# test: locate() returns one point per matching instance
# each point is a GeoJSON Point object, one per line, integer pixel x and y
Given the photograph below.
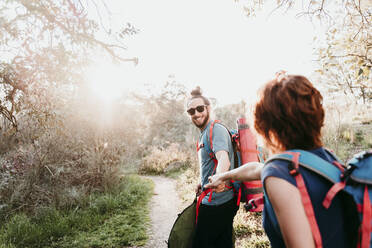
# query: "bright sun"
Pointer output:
{"type": "Point", "coordinates": [105, 81]}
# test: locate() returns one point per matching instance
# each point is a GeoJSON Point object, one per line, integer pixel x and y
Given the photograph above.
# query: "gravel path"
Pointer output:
{"type": "Point", "coordinates": [164, 209]}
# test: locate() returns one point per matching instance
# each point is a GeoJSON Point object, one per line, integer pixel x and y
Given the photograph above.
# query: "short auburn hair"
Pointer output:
{"type": "Point", "coordinates": [290, 109]}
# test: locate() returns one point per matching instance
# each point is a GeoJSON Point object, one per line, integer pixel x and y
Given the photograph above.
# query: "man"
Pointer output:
{"type": "Point", "coordinates": [214, 226]}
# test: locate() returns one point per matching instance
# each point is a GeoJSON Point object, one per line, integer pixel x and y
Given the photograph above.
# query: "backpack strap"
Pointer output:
{"type": "Point", "coordinates": [320, 166]}
{"type": "Point", "coordinates": [305, 198]}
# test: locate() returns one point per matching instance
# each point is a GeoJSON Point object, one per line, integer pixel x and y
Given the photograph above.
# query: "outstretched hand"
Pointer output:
{"type": "Point", "coordinates": [217, 184]}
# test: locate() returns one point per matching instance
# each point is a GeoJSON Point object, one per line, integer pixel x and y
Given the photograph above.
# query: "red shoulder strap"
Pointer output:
{"type": "Point", "coordinates": [211, 133]}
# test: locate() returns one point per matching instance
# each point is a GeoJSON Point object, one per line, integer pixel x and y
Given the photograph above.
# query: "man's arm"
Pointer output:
{"type": "Point", "coordinates": [247, 172]}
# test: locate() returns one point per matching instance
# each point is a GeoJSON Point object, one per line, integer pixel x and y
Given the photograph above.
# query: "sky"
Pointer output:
{"type": "Point", "coordinates": [208, 43]}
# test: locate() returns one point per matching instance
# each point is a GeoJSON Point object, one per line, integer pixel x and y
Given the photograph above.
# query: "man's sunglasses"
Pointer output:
{"type": "Point", "coordinates": [199, 108]}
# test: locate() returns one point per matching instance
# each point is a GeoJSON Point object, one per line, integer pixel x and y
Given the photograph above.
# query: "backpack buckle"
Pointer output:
{"type": "Point", "coordinates": [250, 205]}
{"type": "Point", "coordinates": [293, 170]}
{"type": "Point", "coordinates": [363, 155]}
{"type": "Point", "coordinates": [293, 166]}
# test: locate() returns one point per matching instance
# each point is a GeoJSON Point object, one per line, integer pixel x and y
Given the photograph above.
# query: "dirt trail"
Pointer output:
{"type": "Point", "coordinates": [163, 211]}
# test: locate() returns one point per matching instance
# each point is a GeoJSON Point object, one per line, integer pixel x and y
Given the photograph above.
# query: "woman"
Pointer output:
{"type": "Point", "coordinates": [290, 115]}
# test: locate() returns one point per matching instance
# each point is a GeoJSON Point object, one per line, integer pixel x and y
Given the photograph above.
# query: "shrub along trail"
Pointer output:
{"type": "Point", "coordinates": [163, 211]}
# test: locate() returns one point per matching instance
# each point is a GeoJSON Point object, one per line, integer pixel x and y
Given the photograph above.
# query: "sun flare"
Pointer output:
{"type": "Point", "coordinates": [105, 82]}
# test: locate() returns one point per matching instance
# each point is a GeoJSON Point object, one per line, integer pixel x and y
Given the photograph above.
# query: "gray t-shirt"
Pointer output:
{"type": "Point", "coordinates": [221, 142]}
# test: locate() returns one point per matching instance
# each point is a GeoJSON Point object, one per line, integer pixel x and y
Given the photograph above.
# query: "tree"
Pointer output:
{"type": "Point", "coordinates": [345, 56]}
{"type": "Point", "coordinates": [44, 44]}
{"type": "Point", "coordinates": [164, 115]}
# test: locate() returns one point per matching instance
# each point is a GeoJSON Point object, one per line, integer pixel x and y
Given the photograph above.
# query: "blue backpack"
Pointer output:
{"type": "Point", "coordinates": [355, 179]}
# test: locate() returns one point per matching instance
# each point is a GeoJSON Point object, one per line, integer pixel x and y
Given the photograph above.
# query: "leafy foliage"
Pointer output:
{"type": "Point", "coordinates": [45, 43]}
{"type": "Point", "coordinates": [105, 220]}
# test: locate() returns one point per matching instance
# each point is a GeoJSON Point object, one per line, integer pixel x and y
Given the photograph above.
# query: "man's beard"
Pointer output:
{"type": "Point", "coordinates": [206, 118]}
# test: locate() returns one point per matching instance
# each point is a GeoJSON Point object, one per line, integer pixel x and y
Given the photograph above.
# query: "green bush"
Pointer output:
{"type": "Point", "coordinates": [107, 220]}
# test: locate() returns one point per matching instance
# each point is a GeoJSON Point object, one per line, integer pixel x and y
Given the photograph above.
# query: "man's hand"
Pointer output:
{"type": "Point", "coordinates": [217, 183]}
{"type": "Point", "coordinates": [198, 189]}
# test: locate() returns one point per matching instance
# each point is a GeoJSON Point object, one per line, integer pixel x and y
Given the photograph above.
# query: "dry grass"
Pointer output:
{"type": "Point", "coordinates": [159, 160]}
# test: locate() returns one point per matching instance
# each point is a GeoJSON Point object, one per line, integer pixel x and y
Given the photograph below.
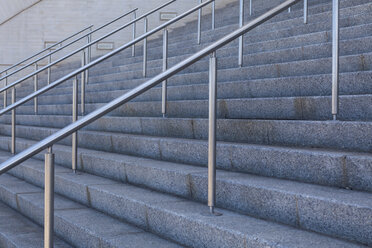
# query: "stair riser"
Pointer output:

## Aim
From the entries above, output every line exactly and omit any image.

## Complete answer
# test: locate() returns one point per matching instance
# each point is a GeoJSON Point object, one per line, integer pixel x and y
Given the photograph below.
# query: "bright sun"
Pointer output:
{"type": "Point", "coordinates": [105, 81]}
# test: locate() returns one point per matching instance
# each point is a GeoJSON Point object, one per line, integer pixel x and y
Given the photograph above.
# query: "gravel path"
Pointer output:
{"type": "Point", "coordinates": [164, 209]}
# test: locate() returns one point per matching instance
# each point is a GeoJSON Point object, one per line, integer pixel x and y
Given the photograph above.
# query: "short auburn hair"
Pointer output:
{"type": "Point", "coordinates": [290, 109]}
# test: locate() returns one point per matching instance
# each point is a GeoJSON Point object, one per line, integer pixel x and y
Given the photograph above.
# query: "man"
Pointer output:
{"type": "Point", "coordinates": [214, 226]}
# test: locate() returns one point per matching instance
# each point is a GeoJSON Point object, one per line, integer pixel x and y
Given the photograph above.
# query: "backpack strap"
Pointer output:
{"type": "Point", "coordinates": [320, 166]}
{"type": "Point", "coordinates": [305, 198]}
# test: locate() returns one point per matching instance
# each point is a GeoJSON Point object, one per line, integer pixel x and y
Given the photograph above.
# query: "outstretched hand"
Pointer output:
{"type": "Point", "coordinates": [217, 184]}
# test: locate() returns one point per matching instance
# each point is a GeoJSON Point object, one per line, integer pixel x and y
Given the photograph above.
# query: "red shoulder strap"
Pointer output:
{"type": "Point", "coordinates": [211, 133]}
# test: locate() returns one point per matching instance
# each point is a GeoJSON Point object, one per line, integer pixel x and y
Given the photograph above.
# query: "man's arm"
Pointer output:
{"type": "Point", "coordinates": [247, 172]}
# test: locate() returns one point per matching instance
# each point is a GeoJSON Point object, one per line, integer pixel x and y
Given the photograph above.
# query: "sky"
Pointer output:
{"type": "Point", "coordinates": [208, 43]}
# test: locate() returns one point per matching instance
# each point is a GeoJSON Point object, one per line, integer pixel x and y
Given the photograph above.
# query: "man's sunglasses"
Pointer output:
{"type": "Point", "coordinates": [199, 108]}
# test: locate() returns one point per matching instance
# each point is a GeoJSON Point object, one per line, integer pixel x and y
Given the photograph above.
# query: "backpack buckle"
Pointer output:
{"type": "Point", "coordinates": [250, 205]}
{"type": "Point", "coordinates": [293, 170]}
{"type": "Point", "coordinates": [363, 155]}
{"type": "Point", "coordinates": [293, 166]}
# test: locate() returns one point per matching instance
# each point is a GeoJSON Point object, one per line, integer pixel x and y
Given the photograph above.
# query: "dirt trail"
Pointer output:
{"type": "Point", "coordinates": [163, 211]}
# test: locate() returns one point per matching instance
# each point is a GeoJSON Point object, one per line, integer pixel x and y
Given the photograph above.
# query: "woman"
Pointer output:
{"type": "Point", "coordinates": [290, 115]}
# test: locate() returns one point per matching instance
# each point is a GeoJSON Point object, one per line, integer pixel x and y
Given the photograph above.
# query: "shrub along trail"
Pointer output:
{"type": "Point", "coordinates": [163, 211]}
# test: locate() returns one point per matching instance
# each point is a GeoJSON Point object, one per line, integer pixel x and y
Given the photograph above.
# query: "sun flare"
Pointer output:
{"type": "Point", "coordinates": [105, 82]}
# test: locate() returns one point per matching instance
# each point is a GeoJSON Point object, one per line, integer pixel x and y
Given the photograph above.
# query: "gray t-shirt"
Pointer output:
{"type": "Point", "coordinates": [221, 142]}
# test: locate() returns one point per matching instance
# each point is a GeoJSON Point object, one per line, integer pixel x and y
Given the photograph above.
# query: "tree"
Pointer output:
{"type": "Point", "coordinates": [345, 56]}
{"type": "Point", "coordinates": [44, 44]}
{"type": "Point", "coordinates": [164, 115]}
# test: locate() returns one point per matching instance
# each point is a GeoJSON Point object, one per line, integer pixel x and y
Given the photograph above.
# query: "blue backpack"
Pointer output:
{"type": "Point", "coordinates": [355, 179]}
# test: locate() returns one point per matching instance
# each point is a GeoJSON Point object, one per line, integer pixel x and y
Given the photograph above.
# query: "leafy foliage"
Pointer output:
{"type": "Point", "coordinates": [45, 43]}
{"type": "Point", "coordinates": [105, 220]}
# test: locate() returns one point per matching instance
# each point is a GeoJSON Point object, one per line, integer pixel x and y
Given the photograph above.
# query: "man's beard"
Pointer output:
{"type": "Point", "coordinates": [206, 118]}
# test: locate() returns one point per matching instance
# each point is a GeoJSON Point object, one per line, integer pixel x and y
Given the photograph above.
# query: "green bush"
Pointer output:
{"type": "Point", "coordinates": [107, 220]}
# test: locate() returns one point per matching instance
# each point is a GeoJSON Point object, one per line, integer pixel x and y
Given the photograph above.
# query: "man's hand"
Pointer output:
{"type": "Point", "coordinates": [217, 183]}
{"type": "Point", "coordinates": [198, 189]}
# test: locate() returns one point per matching instance
# each point is a GeoJSON Point object, one per line, integer pixel x and y
Given the photograph above.
# query: "dry grass"
Pointer output:
{"type": "Point", "coordinates": [159, 160]}
# test: locate() returns one point per matching instance
# each point is a GeoJSON Point object, one per line, integer pixel x and y
Given the photograph below.
# query: "stair riser"
Pointer output:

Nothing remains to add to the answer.